## Instructions for the task
In the entries below, return only the line containing "Exercise. Put one point on every instance of the black pen" and those after it, exactly, through the last line.

━━━━━ Supplied data

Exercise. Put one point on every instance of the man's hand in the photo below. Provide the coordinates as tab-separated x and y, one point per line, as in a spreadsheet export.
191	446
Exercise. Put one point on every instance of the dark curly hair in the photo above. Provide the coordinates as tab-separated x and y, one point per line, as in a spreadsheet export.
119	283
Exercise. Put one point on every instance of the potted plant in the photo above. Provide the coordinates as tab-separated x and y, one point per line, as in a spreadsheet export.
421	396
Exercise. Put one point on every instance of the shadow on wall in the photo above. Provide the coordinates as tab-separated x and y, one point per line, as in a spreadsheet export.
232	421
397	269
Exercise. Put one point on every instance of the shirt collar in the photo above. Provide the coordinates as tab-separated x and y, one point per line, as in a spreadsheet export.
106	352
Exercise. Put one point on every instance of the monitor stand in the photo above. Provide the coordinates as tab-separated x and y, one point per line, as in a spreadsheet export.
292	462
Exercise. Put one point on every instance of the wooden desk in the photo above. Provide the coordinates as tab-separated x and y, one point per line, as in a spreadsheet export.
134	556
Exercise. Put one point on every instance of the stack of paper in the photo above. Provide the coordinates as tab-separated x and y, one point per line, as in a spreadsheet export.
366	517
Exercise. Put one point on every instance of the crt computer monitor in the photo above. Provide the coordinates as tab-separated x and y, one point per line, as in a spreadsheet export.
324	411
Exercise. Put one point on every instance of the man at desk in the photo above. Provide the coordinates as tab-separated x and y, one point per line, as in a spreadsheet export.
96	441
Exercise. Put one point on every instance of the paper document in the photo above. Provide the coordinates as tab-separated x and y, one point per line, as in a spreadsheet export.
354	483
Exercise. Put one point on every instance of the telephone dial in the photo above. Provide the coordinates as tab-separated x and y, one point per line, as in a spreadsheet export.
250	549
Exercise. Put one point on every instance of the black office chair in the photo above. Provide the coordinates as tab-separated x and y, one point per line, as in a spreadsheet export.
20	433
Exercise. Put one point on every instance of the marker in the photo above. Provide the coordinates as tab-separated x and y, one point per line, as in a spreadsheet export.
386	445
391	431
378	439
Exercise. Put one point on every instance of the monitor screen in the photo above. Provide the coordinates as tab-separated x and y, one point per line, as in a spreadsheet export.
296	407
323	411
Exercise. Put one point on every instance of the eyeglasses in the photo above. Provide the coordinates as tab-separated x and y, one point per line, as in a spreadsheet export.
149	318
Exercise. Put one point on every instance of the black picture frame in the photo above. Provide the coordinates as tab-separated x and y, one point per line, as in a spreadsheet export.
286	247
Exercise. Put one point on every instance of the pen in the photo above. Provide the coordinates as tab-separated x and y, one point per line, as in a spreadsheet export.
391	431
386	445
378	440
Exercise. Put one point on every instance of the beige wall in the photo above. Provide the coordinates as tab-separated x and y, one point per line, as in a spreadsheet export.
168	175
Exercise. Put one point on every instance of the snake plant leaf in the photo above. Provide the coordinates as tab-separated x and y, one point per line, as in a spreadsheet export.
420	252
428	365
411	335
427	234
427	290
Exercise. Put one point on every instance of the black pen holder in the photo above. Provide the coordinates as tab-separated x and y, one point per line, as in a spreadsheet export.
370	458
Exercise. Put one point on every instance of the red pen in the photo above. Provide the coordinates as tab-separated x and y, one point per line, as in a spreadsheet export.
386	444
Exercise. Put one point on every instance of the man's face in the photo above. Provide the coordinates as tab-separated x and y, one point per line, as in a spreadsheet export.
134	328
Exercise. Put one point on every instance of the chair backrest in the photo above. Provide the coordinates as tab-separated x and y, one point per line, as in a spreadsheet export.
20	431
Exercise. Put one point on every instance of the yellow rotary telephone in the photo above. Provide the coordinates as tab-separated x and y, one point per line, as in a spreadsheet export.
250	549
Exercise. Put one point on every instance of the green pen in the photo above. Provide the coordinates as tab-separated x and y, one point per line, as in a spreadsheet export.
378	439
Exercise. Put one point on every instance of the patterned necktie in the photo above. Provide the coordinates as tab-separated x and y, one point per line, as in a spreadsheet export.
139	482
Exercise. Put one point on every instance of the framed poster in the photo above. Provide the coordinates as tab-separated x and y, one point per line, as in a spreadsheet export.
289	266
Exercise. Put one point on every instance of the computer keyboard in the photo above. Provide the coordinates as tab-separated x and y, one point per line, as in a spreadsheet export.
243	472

━━━━━━━━━━

## Reply
Exercise. Put one point on every instance of the black pen holder in the photo above. Provide the coordinates as tab-separated x and y, one point per line, as in a spreadsheet export.
370	458
Exercise. Put one point on every instance of the red pen in the photo above. Provide the coordinates as tab-separated x and y, one point per line, as in a spreadsheet export.
386	444
Exercise. Put one point on every instance of the man's face in the photo above. Provide the coordinates as tab-separated x and y, one point per line, as in a spreadsheet export.
134	328
Exercise. Put one point on every instance of the chair backrest in the photo above. Provide the coordinates as tab-separated x and y, one point per line, as in a spreadsheet export.
20	431
Exercise. Put one point on every instance of the yellow rotary telephone in the photo above. Provide the coordinates as tab-separated x and y, one point per line, as in a spreadsheet export.
250	549
Exercise. Put one point on every instance of the green pen in the photo above. Provide the coordinates as tab-separated x and y, one point per line, as in a spreadsheet export.
378	439
Exercise. Put one point on every instance of the patterned necktie in the photo above. Provide the coordinates as tab-separated x and y, one point per line, as in a spreadsheet export.
139	482
Exercise. Put one point on every instance of the framed poster in the photo above. Provide the coordinates as tab-separated x and y, one point per line, as in a spreadsheet export.
289	266
Exercise. Put one point on every instance of the computer keyboard in the photo above. Provide the coordinates as tab-separated x and y, one point per line, as in a spreadsheet export.
243	472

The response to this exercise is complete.